_Task to carry out_
Could you reproduce each of the lines below word for word, omitting the pictures?
** Start of Records **
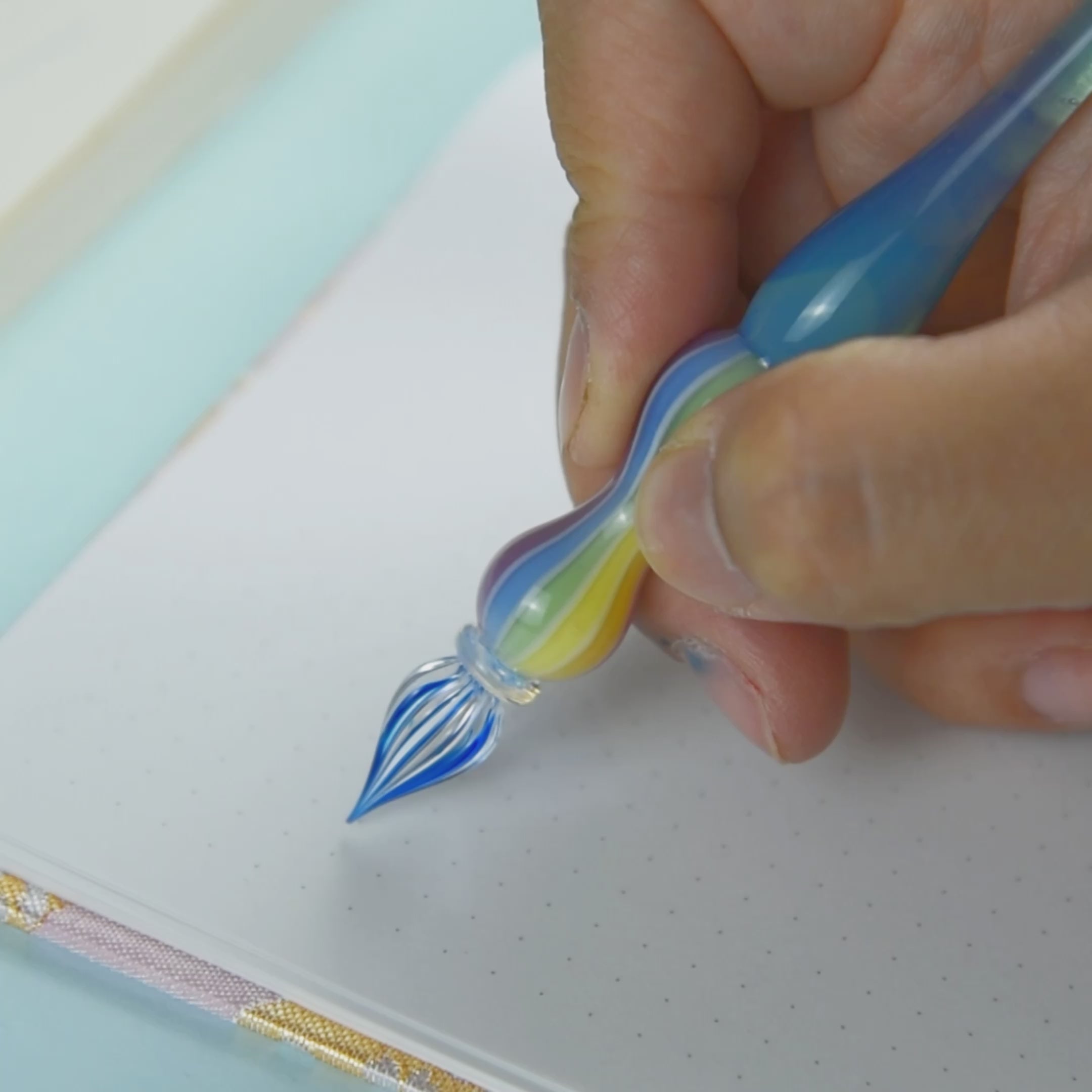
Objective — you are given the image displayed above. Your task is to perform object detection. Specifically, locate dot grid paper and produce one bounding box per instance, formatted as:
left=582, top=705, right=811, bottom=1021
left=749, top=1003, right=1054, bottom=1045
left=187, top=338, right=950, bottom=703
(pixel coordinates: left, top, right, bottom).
left=0, top=59, right=1092, bottom=1092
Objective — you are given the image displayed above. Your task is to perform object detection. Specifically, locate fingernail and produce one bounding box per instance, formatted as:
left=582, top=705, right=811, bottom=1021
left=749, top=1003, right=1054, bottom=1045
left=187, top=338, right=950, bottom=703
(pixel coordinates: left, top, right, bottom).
left=667, top=638, right=782, bottom=762
left=1022, top=649, right=1092, bottom=729
left=636, top=444, right=758, bottom=614
left=557, top=308, right=587, bottom=452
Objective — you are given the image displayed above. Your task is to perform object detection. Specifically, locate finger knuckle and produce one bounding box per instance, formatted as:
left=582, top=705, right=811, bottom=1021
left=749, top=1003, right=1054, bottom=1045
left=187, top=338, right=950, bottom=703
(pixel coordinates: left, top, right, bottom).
left=721, top=371, right=882, bottom=617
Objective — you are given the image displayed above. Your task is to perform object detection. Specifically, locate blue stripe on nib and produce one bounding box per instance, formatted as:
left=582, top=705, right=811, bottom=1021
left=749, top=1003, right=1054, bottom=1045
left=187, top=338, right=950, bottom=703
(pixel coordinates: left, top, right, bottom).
left=347, top=658, right=501, bottom=824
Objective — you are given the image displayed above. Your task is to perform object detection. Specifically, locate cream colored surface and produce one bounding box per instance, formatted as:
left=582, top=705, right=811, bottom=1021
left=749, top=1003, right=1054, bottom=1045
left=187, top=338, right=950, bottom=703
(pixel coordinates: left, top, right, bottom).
left=0, top=0, right=337, bottom=321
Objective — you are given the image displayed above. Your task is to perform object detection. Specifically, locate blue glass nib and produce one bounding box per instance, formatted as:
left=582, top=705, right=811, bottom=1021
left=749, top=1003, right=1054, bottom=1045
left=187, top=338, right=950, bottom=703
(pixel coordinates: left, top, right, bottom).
left=348, top=627, right=538, bottom=822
** End of Records **
_Complete answer_
Objective — you are given the image displayed above. Your task is to perform object detection. Specifically, locate dot grid paper and produce one bounding box per instance, formatted as:
left=582, top=705, right=811, bottom=1021
left=749, top=1003, right=1054, bottom=1045
left=187, top=338, right=950, bottom=703
(pixel coordinates: left, top, right, bottom).
left=0, top=59, right=1092, bottom=1092
Objective — you are given the image displayed above. Your task is to perform object detection. Specifically, locate fingernail and produce one bounding box per instance, formatted as:
left=582, top=705, right=811, bottom=1021
left=749, top=1003, right=1054, bottom=1045
left=187, top=338, right=950, bottom=703
(pixel coordinates: left, top, right, bottom).
left=667, top=638, right=782, bottom=762
left=1022, top=649, right=1092, bottom=729
left=636, top=444, right=758, bottom=614
left=557, top=308, right=587, bottom=452
Objective — you are given the image displayed above. Your task is to perform object detection. Specifically, locate finger knuckle and produce one bounding box per instance, formatted as:
left=582, top=705, right=811, bottom=1021
left=749, top=1003, right=1054, bottom=1045
left=187, top=338, right=950, bottom=703
(pixel coordinates: left, top, right, bottom).
left=721, top=371, right=882, bottom=617
Objective — you are given the image displayed above. Your task is to perform object detection. Specifically, locate blue stripe on nib and produce one bounding box per instance, formatted as:
left=582, top=705, right=811, bottom=1021
left=749, top=1003, right=1054, bottom=1045
left=187, top=338, right=950, bottom=703
(pixel coordinates: left, top, right, bottom).
left=347, top=658, right=501, bottom=824
Objective — you are given the image displayed above. Your task is to perform object detection. Specifically, locate cream colored surface and produce one bounding box per instance, formatted as:
left=582, top=705, right=811, bottom=1021
left=749, top=1003, right=1054, bottom=1045
left=187, top=338, right=950, bottom=703
(pixel coordinates: left, top, right, bottom).
left=0, top=0, right=337, bottom=321
Objective — you are given the image displayed above. Your task is to perform object detection. Specifically, locate blue glass nib and produce one bounding box per instance, formatted as:
left=582, top=705, right=811, bottom=1021
left=749, top=1003, right=1054, bottom=1045
left=187, top=338, right=950, bottom=703
(pixel coordinates: left, top, right, bottom).
left=348, top=627, right=538, bottom=822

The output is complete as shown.